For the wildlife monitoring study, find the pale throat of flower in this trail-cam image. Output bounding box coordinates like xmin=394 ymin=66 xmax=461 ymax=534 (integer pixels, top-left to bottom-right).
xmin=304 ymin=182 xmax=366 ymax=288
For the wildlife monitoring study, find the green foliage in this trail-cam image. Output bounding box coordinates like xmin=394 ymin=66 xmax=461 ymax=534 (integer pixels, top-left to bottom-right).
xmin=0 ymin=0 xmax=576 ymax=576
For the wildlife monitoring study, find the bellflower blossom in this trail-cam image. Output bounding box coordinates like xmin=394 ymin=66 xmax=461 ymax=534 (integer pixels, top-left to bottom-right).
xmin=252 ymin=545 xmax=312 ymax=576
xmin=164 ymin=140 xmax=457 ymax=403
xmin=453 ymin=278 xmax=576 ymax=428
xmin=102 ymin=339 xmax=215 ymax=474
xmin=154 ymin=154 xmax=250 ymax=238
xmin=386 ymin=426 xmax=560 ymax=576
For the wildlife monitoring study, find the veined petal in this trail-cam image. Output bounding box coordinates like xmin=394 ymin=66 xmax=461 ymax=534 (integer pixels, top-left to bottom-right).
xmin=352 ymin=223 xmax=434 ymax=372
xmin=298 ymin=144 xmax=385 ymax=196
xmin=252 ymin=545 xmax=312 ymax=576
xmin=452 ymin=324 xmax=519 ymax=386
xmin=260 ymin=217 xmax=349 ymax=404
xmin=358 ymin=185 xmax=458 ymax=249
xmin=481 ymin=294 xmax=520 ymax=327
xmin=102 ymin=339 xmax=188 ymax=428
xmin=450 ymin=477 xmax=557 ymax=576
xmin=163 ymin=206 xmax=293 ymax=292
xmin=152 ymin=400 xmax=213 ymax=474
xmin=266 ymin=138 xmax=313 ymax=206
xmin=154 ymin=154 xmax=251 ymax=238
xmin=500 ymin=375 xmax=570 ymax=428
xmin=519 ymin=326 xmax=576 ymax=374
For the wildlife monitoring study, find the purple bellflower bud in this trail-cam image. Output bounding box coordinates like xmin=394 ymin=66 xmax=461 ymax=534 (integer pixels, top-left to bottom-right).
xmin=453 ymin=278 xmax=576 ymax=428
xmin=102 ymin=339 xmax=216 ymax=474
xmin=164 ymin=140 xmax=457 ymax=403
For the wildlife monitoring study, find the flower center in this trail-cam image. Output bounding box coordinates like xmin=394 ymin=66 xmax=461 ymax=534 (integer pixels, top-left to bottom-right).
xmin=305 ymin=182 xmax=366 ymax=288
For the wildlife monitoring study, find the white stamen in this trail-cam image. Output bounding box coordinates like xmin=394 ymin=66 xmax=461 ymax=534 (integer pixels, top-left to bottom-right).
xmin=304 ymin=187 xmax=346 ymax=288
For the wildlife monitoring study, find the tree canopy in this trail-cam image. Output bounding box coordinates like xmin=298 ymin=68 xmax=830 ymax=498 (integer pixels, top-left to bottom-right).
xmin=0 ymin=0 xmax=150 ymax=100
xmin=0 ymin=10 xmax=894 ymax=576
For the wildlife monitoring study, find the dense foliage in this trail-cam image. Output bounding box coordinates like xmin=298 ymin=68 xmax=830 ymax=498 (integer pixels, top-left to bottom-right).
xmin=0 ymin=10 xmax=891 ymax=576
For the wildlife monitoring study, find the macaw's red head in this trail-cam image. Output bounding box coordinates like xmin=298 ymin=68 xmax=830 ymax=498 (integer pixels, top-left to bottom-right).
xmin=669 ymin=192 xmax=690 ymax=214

____

◆ WHAT THE TASK ASKS
Rewrite the listing above with "wildlife monitoring study" changed to "habitat survey" everywhere, leaving everything else untouched.

◆ ANSWER TO THIS PROBLEM
For the habitat survey, find the pale throat of flower in this trail-cam image. Output bounding box coordinates like xmin=394 ymin=66 xmax=461 ymax=534 (integer pixels, top-left to bottom-right).
xmin=304 ymin=182 xmax=366 ymax=288
For the habitat survey, find the green foliage in this trail-cam image. Output bounding box coordinates like xmin=394 ymin=66 xmax=461 ymax=534 (integer pixels, top-left to bottom-right).
xmin=0 ymin=0 xmax=576 ymax=576
For the habitat survey, find the bellflower blossom in this trail-cam image. Output bounding box coordinates like xmin=394 ymin=66 xmax=461 ymax=534 (integer pixels, top-left to bottom-right).
xmin=252 ymin=545 xmax=312 ymax=576
xmin=164 ymin=140 xmax=457 ymax=403
xmin=453 ymin=278 xmax=576 ymax=428
xmin=102 ymin=339 xmax=215 ymax=474
xmin=154 ymin=154 xmax=250 ymax=238
xmin=386 ymin=426 xmax=560 ymax=576
For the habitat survey, find the veined petal in this trail-cam image. Output bounding box coordinates like xmin=394 ymin=66 xmax=461 ymax=534 (integer pixels, top-left to bottom-right).
xmin=352 ymin=223 xmax=434 ymax=372
xmin=298 ymin=144 xmax=385 ymax=196
xmin=252 ymin=545 xmax=312 ymax=576
xmin=452 ymin=324 xmax=519 ymax=386
xmin=260 ymin=217 xmax=349 ymax=404
xmin=358 ymin=185 xmax=458 ymax=249
xmin=481 ymin=294 xmax=520 ymax=327
xmin=102 ymin=339 xmax=188 ymax=428
xmin=450 ymin=477 xmax=557 ymax=576
xmin=163 ymin=206 xmax=293 ymax=292
xmin=152 ymin=400 xmax=213 ymax=474
xmin=266 ymin=138 xmax=313 ymax=206
xmin=154 ymin=154 xmax=251 ymax=238
xmin=500 ymin=375 xmax=570 ymax=428
xmin=519 ymin=326 xmax=576 ymax=374
For the habitat survey, find the purple bellflower bud in this trail-cam image. Output bounding box coordinates like xmin=394 ymin=66 xmax=461 ymax=534 (integer pixels, top-left to bottom-right).
xmin=453 ymin=278 xmax=576 ymax=428
xmin=102 ymin=339 xmax=216 ymax=474
xmin=164 ymin=140 xmax=457 ymax=403
For the habitat survey, find the flower center in this trail-cam image. Output bounding box coordinates like xmin=394 ymin=66 xmax=461 ymax=534 (integer pixels, top-left to bottom-right).
xmin=305 ymin=182 xmax=366 ymax=288
For the habitat survey, find the white stamen in this trail-cam image. Output bounding box coordinates like xmin=394 ymin=66 xmax=461 ymax=534 (integer pixels, top-left to bottom-right).
xmin=304 ymin=187 xmax=346 ymax=288
For the habitat survey, find the tree canopy in this trail-cam image. Output bounding box coordinates like xmin=298 ymin=68 xmax=830 ymax=498 (integer pixels, top-left to bottom-right).
xmin=0 ymin=0 xmax=150 ymax=100
xmin=0 ymin=10 xmax=894 ymax=576
For the habitat survey, find the dense foliage in this trail-cam image. Output bounding box coordinates like xmin=298 ymin=68 xmax=830 ymax=498 (integer pixels, top-left to bottom-right).
xmin=0 ymin=10 xmax=891 ymax=576
For the habitat survey, find the macaw's red head in this trail-cam image. Output bounding box coordinates like xmin=298 ymin=68 xmax=830 ymax=498 (integer pixels, top-left to bottom-right).
xmin=669 ymin=192 xmax=690 ymax=214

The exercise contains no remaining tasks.